TRECHO DO DOCUMENTO:
A Recomendação ad referendum nº 015 de 11 de junho de 2024 sugere também a promoção do debate democrático do tema na Câmara dos Deputados por meio de audiências públicas com a participação da sociedade civil organizada, o que não ocorreu já que o PL foi aprovado em caráter de urgência.

Dentre inúmeras considerações jurídicas que constam no documento, o CNS fundamenta-se também em dados do Monitoramento da Violência de Gênero, publicado em julho de 2023, no 17ª Anuário Brasileiro de Segurança Pública, que apontam que o Brasil registrou em 2022, o maior número de estupros de sua história,

Foram cerca de 205 por dia, sendo que 68,3% ocorreram dentro de casa e que esses crimes sexuais foram notificados por 74.930 vítimas (56,8% negras), entre as quais, 56.820 eram meninas menores de 14 anos, sendo 10% menores de 4 anos.

Helena Piragibe, conselheira nacional de saúde pela União Brasileira de Mulheres (UBM) ressalta que o PL é extremamente nocivo especialmente para crianças, que são as maiores vítimas do crime de estupro no país.

“Estamos falando de crianças, pois 70% (das vítimas) são crianças que são estupradas dentro de casas. São meninas de 8, 9 anos de idade que não sabem que estão grávidas”, relatou.

O Brasil é signatário da Declaração e Plataforma de Ação da IV Conferência Mundial sobre a Mulher, se comprometendo a “assegurar que as mulheres e meninas gozem plenamente de todos os direitos humanos e liberdades fundamentais e tomar medidas eficazes contra as violações desses direitos e liberdades”.

MATERIAL FORNECIDO:
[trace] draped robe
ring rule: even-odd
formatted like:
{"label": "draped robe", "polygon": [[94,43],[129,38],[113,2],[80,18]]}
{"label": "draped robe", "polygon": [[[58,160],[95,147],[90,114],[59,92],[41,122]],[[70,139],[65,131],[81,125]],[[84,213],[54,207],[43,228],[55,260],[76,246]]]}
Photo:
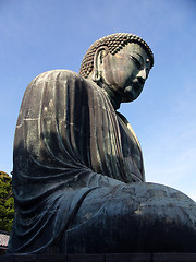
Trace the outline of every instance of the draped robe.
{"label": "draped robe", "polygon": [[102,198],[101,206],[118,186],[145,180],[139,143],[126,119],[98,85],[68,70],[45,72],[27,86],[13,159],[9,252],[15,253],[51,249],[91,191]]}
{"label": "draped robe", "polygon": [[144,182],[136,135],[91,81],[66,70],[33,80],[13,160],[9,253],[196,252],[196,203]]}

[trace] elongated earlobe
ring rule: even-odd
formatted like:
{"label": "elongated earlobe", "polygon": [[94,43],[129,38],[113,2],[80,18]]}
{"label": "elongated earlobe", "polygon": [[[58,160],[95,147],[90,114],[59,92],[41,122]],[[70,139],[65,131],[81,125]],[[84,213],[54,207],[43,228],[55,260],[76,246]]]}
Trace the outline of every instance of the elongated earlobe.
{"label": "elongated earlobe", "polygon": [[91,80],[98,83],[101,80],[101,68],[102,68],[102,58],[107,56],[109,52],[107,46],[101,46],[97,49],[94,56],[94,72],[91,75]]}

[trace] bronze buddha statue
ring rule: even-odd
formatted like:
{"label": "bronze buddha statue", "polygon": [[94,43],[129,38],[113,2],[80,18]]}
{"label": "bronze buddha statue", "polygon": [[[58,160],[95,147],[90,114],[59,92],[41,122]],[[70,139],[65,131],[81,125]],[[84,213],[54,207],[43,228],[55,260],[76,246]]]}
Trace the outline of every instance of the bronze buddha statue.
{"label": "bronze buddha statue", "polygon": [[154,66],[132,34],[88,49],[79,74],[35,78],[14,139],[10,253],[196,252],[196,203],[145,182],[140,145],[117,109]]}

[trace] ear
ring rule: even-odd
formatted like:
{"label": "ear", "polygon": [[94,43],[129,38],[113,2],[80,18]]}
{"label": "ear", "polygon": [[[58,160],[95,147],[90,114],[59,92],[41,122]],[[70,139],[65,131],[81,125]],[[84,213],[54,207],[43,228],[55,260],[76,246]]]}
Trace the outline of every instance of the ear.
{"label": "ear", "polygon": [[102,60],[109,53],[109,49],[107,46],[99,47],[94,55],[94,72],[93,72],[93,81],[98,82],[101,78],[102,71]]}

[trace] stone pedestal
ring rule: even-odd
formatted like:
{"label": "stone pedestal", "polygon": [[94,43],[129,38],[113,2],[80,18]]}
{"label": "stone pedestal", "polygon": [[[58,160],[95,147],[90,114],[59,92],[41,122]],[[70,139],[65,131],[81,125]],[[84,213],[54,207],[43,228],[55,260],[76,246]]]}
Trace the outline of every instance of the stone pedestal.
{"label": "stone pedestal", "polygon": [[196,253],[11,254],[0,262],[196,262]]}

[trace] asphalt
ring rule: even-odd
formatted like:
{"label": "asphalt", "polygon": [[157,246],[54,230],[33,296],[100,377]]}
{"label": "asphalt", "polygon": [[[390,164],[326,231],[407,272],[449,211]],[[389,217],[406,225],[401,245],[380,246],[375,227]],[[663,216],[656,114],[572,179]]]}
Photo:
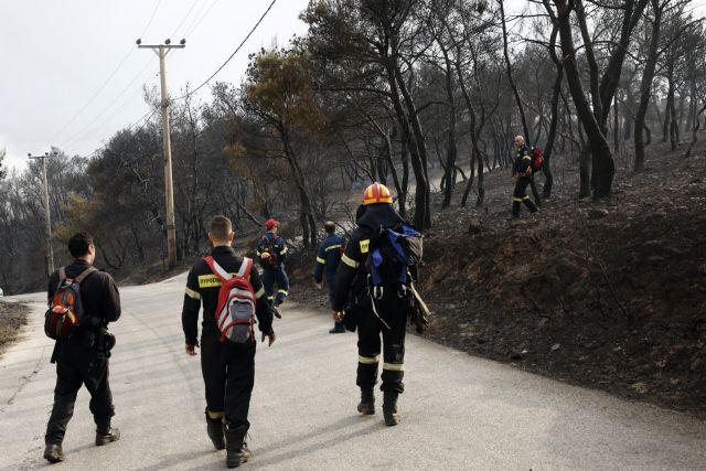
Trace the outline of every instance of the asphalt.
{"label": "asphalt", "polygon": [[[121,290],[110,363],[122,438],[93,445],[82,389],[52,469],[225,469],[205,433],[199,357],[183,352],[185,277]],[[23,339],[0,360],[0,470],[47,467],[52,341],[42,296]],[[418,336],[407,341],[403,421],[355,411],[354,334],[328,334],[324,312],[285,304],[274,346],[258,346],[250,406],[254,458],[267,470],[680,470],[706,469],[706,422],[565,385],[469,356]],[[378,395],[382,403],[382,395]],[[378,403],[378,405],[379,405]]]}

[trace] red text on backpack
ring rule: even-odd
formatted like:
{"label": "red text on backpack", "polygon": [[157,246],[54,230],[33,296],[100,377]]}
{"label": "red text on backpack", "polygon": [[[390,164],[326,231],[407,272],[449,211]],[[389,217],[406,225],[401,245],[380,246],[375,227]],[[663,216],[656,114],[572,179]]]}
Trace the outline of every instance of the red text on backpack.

LISTA DE TAREFAS:
a) Extraia do trecho do documento a passagem que vai de "Helena Piragibe, conselheira" até "estupro no país.".
b) Segundo o trecho do documento, Helena Piragibe é conselheira nacional de saúde por qual entidade?

LISTA DE RESPOSTAS:
a)
Helena Piragibe, conselheira nacional de saúde pela União Brasileira de Mulheres (UBM) ressalta que o PL é extremamente nocivo especialmente para crianças, que são as maiores vítimas do crime de estupro no país.

b) Pela União Brasileira de Mulheres (UBM).